**Prompt 1:**
Echo the whole blog post on the spring worm hatch word for word.

**Source passage:**
Rainy's Blog

The Spring Worm Hatch
by Paul Mason

09-May-2018

With spring in full swing we are seeing warm temperatures and buds popping out on the river birches and willows. Soon the rivers will be swollen with the melting snow found high in the mountains. We are all familiar with the high and off color of runoff especially here in the West. Quick side note, please be careful out there. This is not the time to go for a swim. With that said, runoff erodes stream banks, entrained sediment, and transports a host of aquatic invertebrates.

 

Here is a stomach sample of a trout that was feasting on worms during spring flows.


Fish are accustomed to these situations and will continue to eat during the high and off colored water conditions. So what flies do you use? One on my favorites that has been tried and true is the San Juan Worm and its variations. These worms are being suspending into the water column after being washed away from eroding soils and sediment.

(Location identification items)
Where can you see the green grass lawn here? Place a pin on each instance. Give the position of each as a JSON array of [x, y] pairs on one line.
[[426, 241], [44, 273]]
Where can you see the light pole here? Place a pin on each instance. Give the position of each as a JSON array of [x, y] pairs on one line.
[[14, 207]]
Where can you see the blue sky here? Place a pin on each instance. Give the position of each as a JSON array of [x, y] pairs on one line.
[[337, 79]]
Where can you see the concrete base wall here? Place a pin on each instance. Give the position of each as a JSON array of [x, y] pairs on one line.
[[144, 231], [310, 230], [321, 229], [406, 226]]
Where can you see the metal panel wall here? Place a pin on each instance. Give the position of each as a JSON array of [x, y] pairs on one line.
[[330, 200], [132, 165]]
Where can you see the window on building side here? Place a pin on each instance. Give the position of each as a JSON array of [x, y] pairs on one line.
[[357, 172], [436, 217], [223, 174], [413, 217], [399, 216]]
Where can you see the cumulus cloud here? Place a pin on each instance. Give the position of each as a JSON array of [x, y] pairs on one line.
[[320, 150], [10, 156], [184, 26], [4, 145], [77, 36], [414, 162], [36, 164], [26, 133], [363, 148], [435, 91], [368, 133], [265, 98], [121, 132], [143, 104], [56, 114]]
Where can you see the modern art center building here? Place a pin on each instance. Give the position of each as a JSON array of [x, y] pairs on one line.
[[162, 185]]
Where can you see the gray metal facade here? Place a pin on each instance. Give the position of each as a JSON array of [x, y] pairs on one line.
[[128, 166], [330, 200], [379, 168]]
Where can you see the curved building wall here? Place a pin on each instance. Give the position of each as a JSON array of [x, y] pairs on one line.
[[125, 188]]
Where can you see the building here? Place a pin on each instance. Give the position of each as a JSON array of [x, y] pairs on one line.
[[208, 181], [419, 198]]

**Prompt 2:**
Duplicate the records from their first line up to and including the line with "[[426, 241], [44, 273]]", and reproduce nothing else.

**Written solution 1:**
Rainy's Blog

The Spring Worm Hatch
by Paul Mason

09-May-2018

With spring in full swing we are seeing warm temperatures and buds popping out on the river birches and willows. Soon the rivers will be swollen with the melting snow found high in the mountains. We are all familiar with the high and off color of runoff especially here in the West. Quick side note, please be careful out there. This is not the time to go for a swim. With that said, runoff erodes stream banks, entrained sediment, and transports a host of aquatic invertebrates.

 

Here is a stomach sample of a trout that was feasting on worms during spring flows.


Fish are accustomed to these situations and will continue to eat during the high and off colored water conditions. So what flies do you use? One on my favorites that has been tried and true is the San Juan Worm and its variations. These worms are being suspending into the water column after being washed away from eroding soils and sediment.

**Written solution 2:**
Where can you see the green grass lawn here? Place a pin on each instance. Give the position of each as a JSON array of [x, y] pairs on one line.
[[426, 241], [44, 273]]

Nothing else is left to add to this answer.